§ Objetivo de la tarea
Reproduce íntegramente el fragmento de lectura, sin alterar ningún carácter.

§ Fragmento de lectura

━━━━━━━━━━━━━━━━

De tu muerte solo tengo periódicos, un poema bravo y fotografías. De tu mito, algunos robos personalizados de países que te reclamaban suyo. De tu leyenda, tu voz y la falsa masculinidad del bohemio amante, del rockstar criollo, que te concedió la inmortalidad antes de los 50 años cuando, en la Clínica Domínguez, tu hígado y tu corazón colapsaron debido al frenesí de más de 7000 canciones, de incontables madrugadas de tuétano ebrio entre cigarrillo, baretos, cerveza y licor. Te cortaste las alas, Ruiseñor, para que tu caída a la Tierra sea una herida magra, eterno nepente al desengaño de tu última conquista.
Tu primer hit fue al populismo cefepista, a manera de jingle. En el oído, ese sonido machachense guayaco del ánima suburbuna y popular, cayó como zapatero en 40, así, de improvisto. Y te fuiste paseado en yaravíes, pasillos, boleros y valses, requinteando el jilguero de tu voz, enamorando a todos quienes lagarteaban las noches en lágrimas cocodrilo, teorizando tu sensibilidad callejera, el boom de tu latido zumbido en rockolas, copitas de sucre, ninfas disfrazadas y maullidos desesperados en mares de tristezas, amarguras maracas a ritmo del llanto de una nube.

━━━━━━━━━━━━━━━━

§ Información proporcionada
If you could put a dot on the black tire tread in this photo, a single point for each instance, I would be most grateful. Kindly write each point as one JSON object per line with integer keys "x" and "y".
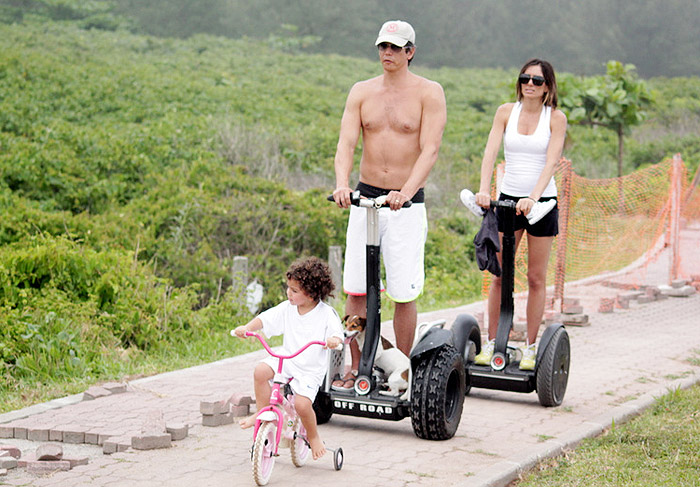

━━━━━━━━━━━━━━━━

§ Respuesta a la tarea
De tu muerte solo tengo periódicos, un poema bravo y fotografías. De tu mito, algunos robos personalizados de países que te reclamaban suyo. De tu leyenda, tu voz y la falsa masculinidad del bohemio amante, del rockstar criollo, que te concedió la inmortalidad antes de los 50 años cuando, en la Clínica Domínguez, tu hígado y tu corazón colapsaron debido al frenesí de más de 7000 canciones, de incontables madrugadas de tuétano ebrio entre cigarrillo, baretos, cerveza y licor. Te cortaste las alas, Ruiseñor, para que tu caída a la Tierra sea una herida magra, eterno nepente al desengaño de tu última conquista.
Tu primer hit fue al populismo cefepista, a manera de jingle. En el oído, ese sonido machachense guayaco del ánima suburbuna y popular, cayó como zapatero en 40, así, de improvisto. Y te fuiste paseado en yaravíes, pasillos, boleros y valses, requinteando el jilguero de tu voz, enamorando a todos quienes lagarteaban las noches en lágrimas cocodrilo, teorizando tu sensibilidad callejera, el boom de tu latido zumbido en rockolas, copitas de sucre, ninfas disfrazadas y maullidos desesperados en mares de tristezas, amarguras maracas a ritmo del llanto de una nube.